Repeat the listing below line for line, leaving out the pictures.

[start]

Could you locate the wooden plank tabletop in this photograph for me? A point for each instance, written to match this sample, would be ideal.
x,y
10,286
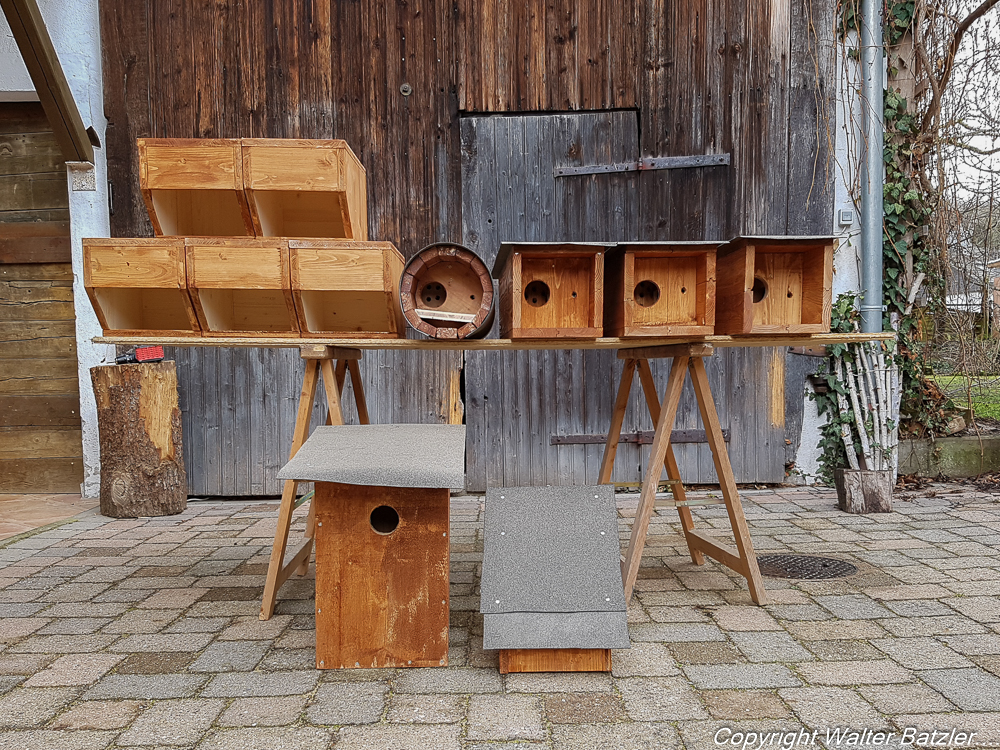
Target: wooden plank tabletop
x,y
816,339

[end]

* _SOLUTION TO THE PROBLEM_
Could you locate the wooden plank tabletop in this photograph for me? A point for each instance, written to match this sample, would be ideal.
x,y
10,286
Target: wooden plank tabletop
x,y
816,339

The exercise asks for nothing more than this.